Write out the records that appear below, verbatim and complete, but without pictures.

start

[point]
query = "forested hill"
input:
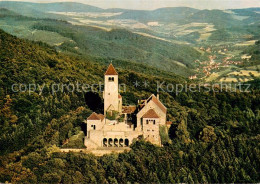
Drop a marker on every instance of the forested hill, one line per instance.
(214, 136)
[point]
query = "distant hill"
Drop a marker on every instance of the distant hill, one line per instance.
(125, 45)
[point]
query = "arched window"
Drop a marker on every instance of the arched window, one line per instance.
(110, 79)
(104, 142)
(110, 142)
(116, 142)
(121, 142)
(126, 142)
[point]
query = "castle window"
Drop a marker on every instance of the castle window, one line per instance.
(94, 127)
(111, 79)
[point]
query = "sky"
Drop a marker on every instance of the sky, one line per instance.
(154, 4)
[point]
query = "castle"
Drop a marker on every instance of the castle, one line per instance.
(119, 125)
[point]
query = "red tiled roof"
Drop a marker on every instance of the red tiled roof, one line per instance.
(159, 104)
(128, 109)
(111, 70)
(94, 116)
(101, 116)
(168, 122)
(150, 114)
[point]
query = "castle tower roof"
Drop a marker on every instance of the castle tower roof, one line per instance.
(111, 70)
(150, 114)
(94, 116)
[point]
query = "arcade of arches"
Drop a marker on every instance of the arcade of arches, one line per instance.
(109, 142)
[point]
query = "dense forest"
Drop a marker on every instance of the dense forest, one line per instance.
(214, 136)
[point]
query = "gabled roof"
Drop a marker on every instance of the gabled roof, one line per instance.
(128, 109)
(157, 102)
(94, 116)
(150, 114)
(111, 70)
(101, 116)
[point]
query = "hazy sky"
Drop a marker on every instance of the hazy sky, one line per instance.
(154, 4)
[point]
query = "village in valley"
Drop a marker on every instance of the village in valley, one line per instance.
(224, 64)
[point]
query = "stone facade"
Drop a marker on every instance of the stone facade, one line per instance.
(120, 125)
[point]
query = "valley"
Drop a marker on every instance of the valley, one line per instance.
(206, 45)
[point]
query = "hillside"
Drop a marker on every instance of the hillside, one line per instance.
(214, 137)
(117, 44)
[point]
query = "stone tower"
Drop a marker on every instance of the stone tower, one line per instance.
(111, 95)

end

## RESULT BELOW
[point]
query = "forested hill"
input:
Drop a marker on every instance of the forested hill, one line per instance.
(214, 136)
[point]
query = "distant hill"
Drop a marker on every instance of the distant hill, one line per instance.
(125, 45)
[point]
query = "arched window"
Drop a marker on every instance of the arched window, one line per instance.
(110, 79)
(104, 142)
(110, 142)
(116, 142)
(121, 142)
(126, 142)
[point]
query = "castle window"
Drop a marker on every instance of the castle window, one line per instance.
(94, 127)
(111, 79)
[point]
query = "sky"
Drop a marker on every instance of the sky, one line per instance.
(154, 4)
[point]
query = "castle"
Drop a marker on every instance of the castle, one line per instance.
(119, 125)
[point]
query = "red tiled roof"
Drop a marker on every instance of the red tiled roof, one line per instance.
(159, 104)
(128, 109)
(111, 70)
(94, 116)
(101, 116)
(168, 122)
(150, 114)
[point]
query = "castle tower roof"
Drop a marker on every instance of the castle tower roof, one line per instance.
(111, 70)
(150, 114)
(94, 116)
[point]
query = "arcade of arches"
Drop a marker on every instance of the arcade of arches, one line per instance.
(109, 142)
[point]
query = "dense forest"
Drop a marker on every instance of the dense forest, one line per instance.
(214, 136)
[point]
query = "gabled roof"
Drop a marker on every instance of the gabled roof, one line per instance.
(128, 109)
(157, 102)
(94, 116)
(150, 114)
(111, 70)
(101, 116)
[point]
query = "hazy sky"
Drop a marker on every instance of the hazy sky, one line per instance.
(154, 4)
[point]
query = "village in valley"
Drop a marker on every instance of the village in valley, one line per instance.
(224, 64)
[point]
query = "stone facade"
Drop a marker on every instance of the stone facade, one line per instance.
(120, 125)
[point]
query = "valley"
Drop a marker on every instance of the valley, one line per instance.
(206, 45)
[point]
query = "hillside"
Drop a marker on every instance of the hillside, one line per instance.
(214, 137)
(117, 44)
[point]
query = "stone tower"
Drop a marker on every instance of the stone tower, one line per instance.
(111, 95)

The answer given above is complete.